**Exercise text:**
Oxford University's shameful links to cluster bombs
Despite Britain being a signatory to the Cluster Munitions Convention, a global treaty signed by more than 100 nations which bans the use, production, stockpiling and transfer of cluster bombs, it was revealed this week that Oxford University has invested £630,000 in Lockheed Martin, one of three US arms manufacturers still involved in the cluster-bomb trade.
Cluster bombs are air-dropped or ground-launched explosive weapons that eject smaller munitions: a cluster of bomblets. The most common types are designed to kill enemy personnel and destroy vehicles, but because cluster bombs release many small bomblets over a wide area they pose a large risk to civilians both during attacks and afterwards. During attacks the weapons are prone to indiscriminate effects, especially in populated areas. Unexploded bomblets kill and maim civilians long after a conflict has ended, and are costly to locate and remove.
But it doesn’t end there, Oxford University has invested more than £2million in defence companies including Northrop Grumman and European Aeronautics Defence and Space through Oxford University Endowment Management (OUEM).

**Provided information:**
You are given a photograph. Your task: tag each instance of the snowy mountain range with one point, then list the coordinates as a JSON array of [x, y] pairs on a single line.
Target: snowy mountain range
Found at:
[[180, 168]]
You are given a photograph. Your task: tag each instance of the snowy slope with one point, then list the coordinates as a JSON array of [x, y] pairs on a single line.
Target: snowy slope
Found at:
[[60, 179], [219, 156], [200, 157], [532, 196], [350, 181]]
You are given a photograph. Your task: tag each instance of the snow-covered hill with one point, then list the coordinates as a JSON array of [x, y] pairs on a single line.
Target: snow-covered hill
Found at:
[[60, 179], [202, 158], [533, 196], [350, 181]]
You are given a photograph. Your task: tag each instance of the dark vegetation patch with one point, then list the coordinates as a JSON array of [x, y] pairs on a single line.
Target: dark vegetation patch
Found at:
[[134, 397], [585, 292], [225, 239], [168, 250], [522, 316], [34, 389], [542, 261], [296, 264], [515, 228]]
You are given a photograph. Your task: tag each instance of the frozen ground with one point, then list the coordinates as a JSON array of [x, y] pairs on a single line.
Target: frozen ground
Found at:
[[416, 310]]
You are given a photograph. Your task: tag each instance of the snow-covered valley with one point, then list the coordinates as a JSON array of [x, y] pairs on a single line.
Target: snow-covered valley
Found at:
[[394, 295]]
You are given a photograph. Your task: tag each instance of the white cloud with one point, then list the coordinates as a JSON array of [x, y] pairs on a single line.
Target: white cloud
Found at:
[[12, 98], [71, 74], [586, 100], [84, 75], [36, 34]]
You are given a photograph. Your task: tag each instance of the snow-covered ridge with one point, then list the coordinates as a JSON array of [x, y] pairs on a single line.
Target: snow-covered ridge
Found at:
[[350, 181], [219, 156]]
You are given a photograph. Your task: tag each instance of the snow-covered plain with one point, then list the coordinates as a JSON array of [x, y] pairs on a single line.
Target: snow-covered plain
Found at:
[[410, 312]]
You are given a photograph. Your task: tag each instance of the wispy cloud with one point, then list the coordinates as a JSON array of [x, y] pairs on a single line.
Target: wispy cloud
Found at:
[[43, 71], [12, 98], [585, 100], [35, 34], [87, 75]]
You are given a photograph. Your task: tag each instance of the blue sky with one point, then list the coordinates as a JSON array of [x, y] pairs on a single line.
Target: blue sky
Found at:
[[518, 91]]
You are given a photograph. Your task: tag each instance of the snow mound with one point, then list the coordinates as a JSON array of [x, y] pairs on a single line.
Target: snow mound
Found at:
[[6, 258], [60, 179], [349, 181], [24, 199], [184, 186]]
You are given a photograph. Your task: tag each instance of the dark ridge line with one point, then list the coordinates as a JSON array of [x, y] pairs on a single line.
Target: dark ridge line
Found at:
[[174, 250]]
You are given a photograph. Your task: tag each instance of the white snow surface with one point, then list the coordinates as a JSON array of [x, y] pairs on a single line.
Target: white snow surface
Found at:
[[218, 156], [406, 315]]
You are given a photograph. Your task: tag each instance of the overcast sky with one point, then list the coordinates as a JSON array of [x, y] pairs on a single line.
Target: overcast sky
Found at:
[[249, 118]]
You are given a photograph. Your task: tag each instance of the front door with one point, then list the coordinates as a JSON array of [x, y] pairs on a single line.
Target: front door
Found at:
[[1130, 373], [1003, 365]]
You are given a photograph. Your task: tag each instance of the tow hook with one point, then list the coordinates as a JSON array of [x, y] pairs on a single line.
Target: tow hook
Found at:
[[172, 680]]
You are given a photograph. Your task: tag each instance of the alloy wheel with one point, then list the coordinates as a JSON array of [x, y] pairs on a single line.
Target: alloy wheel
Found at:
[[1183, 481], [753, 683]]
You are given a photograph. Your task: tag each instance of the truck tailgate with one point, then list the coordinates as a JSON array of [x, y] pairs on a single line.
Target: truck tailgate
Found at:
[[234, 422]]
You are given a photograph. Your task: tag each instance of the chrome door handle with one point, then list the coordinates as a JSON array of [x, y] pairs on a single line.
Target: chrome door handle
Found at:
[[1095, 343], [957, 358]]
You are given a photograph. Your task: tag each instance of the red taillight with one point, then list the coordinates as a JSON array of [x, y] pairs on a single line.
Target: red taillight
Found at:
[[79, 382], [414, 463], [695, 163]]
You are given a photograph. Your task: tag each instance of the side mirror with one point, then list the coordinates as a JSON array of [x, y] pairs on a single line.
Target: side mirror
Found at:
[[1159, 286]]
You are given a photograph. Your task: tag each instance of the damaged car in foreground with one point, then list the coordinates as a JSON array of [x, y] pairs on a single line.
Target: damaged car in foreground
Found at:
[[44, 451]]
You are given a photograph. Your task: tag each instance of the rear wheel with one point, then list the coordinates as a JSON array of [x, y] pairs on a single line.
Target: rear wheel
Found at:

**Parts of the exercise:**
a) Using the text on Oxford University's links to cluster bombs, decide whether each statement agrees with it: (i) Oxford University has invested £630,000 in Lockheed Martin; (ii) cluster bombs can only be dropped from aircraft; (iii) the Cluster Munitions Convention was signed by fewer than 100 nations. Give yes or no for each, with the deciding words quoted exactly.
b) Please carry on the text on Oxford University's links to cluster bombs from its final sentence.

**Answers to this exercise:**
a)
(i) Yes: "Oxford University has invested £630,000 in Lockheed Martin"
(ii) No: "air-dropped or ground-launched explosive weapons"
(iii) No: "signed by more than 100 nations"

b)
Profiting from the death and injury of others is, of course, nothing new to this institution that named one of it’s buildings after the arms trader who donated money to them; The Said Business School is the first building people see if they travel to Oxford by train and is certainly a monument to how unethical it is. Then there was the endowment of £7.5 million the university received after their involvement with the highly controversial Lavosa City development in India, which left indigenous people homeless and penniless after they were pushed off their land.
But these new revelations show just how little decency Oxford University has, especially when it comes to financial gain.
Of course the big question remains, if this institution has so little respect for human life, what hope do the animals imprisoned inside it’s laboratories have?